Cosmology – Who are we?


The Fourth Way tells us that every human being has the potential to realise that they are created as a full and true reflection of the whole universe. Sometimes a moment of Pure Consciousness allows us to know this for a moment but usually we exist at a much lower level, convinced we are separate, isolated beings at the mercy of forces in the world and other people that we cannot forecast or control.

The Equipage

 

 

The Fourth Way presents a view of a human being as a house of seven rooms, or centres. Each centre receives energy and motivation from all the levels of the Universe: the sun, the planetary world, the biosphere, the moon etc. At different levels of consciousness we allow ourselves to experience and be motivated by different levels of the creation.

There is another view, in both Eastern and Western teachings, in which a human being is likened to a carriage or a chariot with horses and a driver. Ouspensky calls this ‘the équipage’, and in a humorous mood describes our usual condition like this:

‘In our condition we have a carriage rusty and creaking from disuse, with even nuts and bolts missing; horses which are either lazy and weak or ‘temperamental’ and disobedient; a driver who knows neither the mechanism of his carriage nor the condition of roads, nor how to drive, and who has no control over the horses; and a ‘Master’ anxious to continue His Way, but imprisoned in the carriage and unable to communicate with the stupid driver. And moreover, the shafts are broken, the reins are made of string, and communication between Master and driver hopeless. Sometimes something from without hits the horses and off they gallop; driver wakes up, holds on terrified not to fall off his box, but horses running wildly soon land the carriage in a ditch, broken, and driver bruised, rolls in mud. Only then can he listen to Master, so gets busy, but as soon as he is recovered, he continues to read his newspaper which he buys with the horse’s forage money, dresses up in his fur coat and top hat, and full of importance mounts his box and sits there as if he were Lord of the équipage, until another accident occurs and the horses begin to bolt again. Meanwhile the Master is imprisoned in carriage, full of great sorrow, for he cannot continue his Way.’

The ‘centres’ of Ouspensky’s system are strikingly similar to the concept of chakras described by the various Yoga teachings. Chakras can be thought of as transducers of energy from the subtle level to the physical. The mechanism, as always, is a threefold system, a triad, so that the subtle energy conveyed by the chakras is converted and distributed by means of the endocrine glands and the plexuses of the autonomic nervous system.

**Raw data:**
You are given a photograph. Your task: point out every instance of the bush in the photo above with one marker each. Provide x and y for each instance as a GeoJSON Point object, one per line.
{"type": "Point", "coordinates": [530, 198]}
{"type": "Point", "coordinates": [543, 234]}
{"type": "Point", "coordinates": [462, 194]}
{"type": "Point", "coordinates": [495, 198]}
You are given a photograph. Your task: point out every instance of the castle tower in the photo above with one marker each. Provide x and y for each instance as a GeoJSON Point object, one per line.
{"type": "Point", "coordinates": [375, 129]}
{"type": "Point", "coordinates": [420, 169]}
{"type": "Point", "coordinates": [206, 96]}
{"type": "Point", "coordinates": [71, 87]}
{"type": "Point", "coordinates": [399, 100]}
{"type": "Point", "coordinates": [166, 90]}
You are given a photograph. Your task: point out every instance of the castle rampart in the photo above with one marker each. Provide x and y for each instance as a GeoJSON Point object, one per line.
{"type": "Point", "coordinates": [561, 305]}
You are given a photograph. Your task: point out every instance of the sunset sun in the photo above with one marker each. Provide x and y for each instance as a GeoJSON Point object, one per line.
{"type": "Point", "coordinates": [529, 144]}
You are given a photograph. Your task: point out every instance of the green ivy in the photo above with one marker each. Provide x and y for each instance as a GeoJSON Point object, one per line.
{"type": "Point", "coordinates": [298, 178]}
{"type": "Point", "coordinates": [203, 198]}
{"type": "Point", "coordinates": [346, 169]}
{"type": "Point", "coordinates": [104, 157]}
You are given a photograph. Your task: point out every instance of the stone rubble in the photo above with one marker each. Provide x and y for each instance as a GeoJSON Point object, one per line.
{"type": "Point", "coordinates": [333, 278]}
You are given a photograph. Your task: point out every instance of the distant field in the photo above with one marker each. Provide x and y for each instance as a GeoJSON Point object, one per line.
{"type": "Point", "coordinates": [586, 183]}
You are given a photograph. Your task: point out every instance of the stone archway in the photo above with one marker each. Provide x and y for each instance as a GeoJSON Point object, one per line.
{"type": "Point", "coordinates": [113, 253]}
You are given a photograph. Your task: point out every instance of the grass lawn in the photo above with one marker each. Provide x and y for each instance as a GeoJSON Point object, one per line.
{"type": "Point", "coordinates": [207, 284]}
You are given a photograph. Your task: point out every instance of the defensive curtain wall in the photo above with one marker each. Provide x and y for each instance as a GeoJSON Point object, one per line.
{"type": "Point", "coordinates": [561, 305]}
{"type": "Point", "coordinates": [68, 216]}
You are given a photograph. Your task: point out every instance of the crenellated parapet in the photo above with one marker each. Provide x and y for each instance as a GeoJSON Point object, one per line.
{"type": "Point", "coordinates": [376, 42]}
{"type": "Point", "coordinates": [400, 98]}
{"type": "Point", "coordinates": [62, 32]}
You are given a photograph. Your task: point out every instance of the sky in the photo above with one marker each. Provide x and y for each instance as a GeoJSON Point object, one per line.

**Set task:**
In the Fourth Way cosmology text, rewrite the part starting at "Cosmology – Who" and ending at "of the creation.", changing "house" to "mansion".

**Correct output:**
Cosmology – Who are we?


The Fourth Way tells us that every human being has the potential to realise that they are created as a full and true reflection of the whole universe. Sometimes a moment of Pure Consciousness allows us to know this for a moment but usually we exist at a much lower level, convinced we are separate, isolated beings at the mercy of forces in the world and other people that we cannot forecast or control.

The Equipage

 

 

The Fourth Way presents a view of a human being as a mansion of seven rooms, or centres. Each centre receives energy and motivation from all the levels of the Universe: the sun, the planetary world, the biosphere, the moon etc. At different levels of consciousness we allow ourselves to experience and be motivated by different levels of the creation.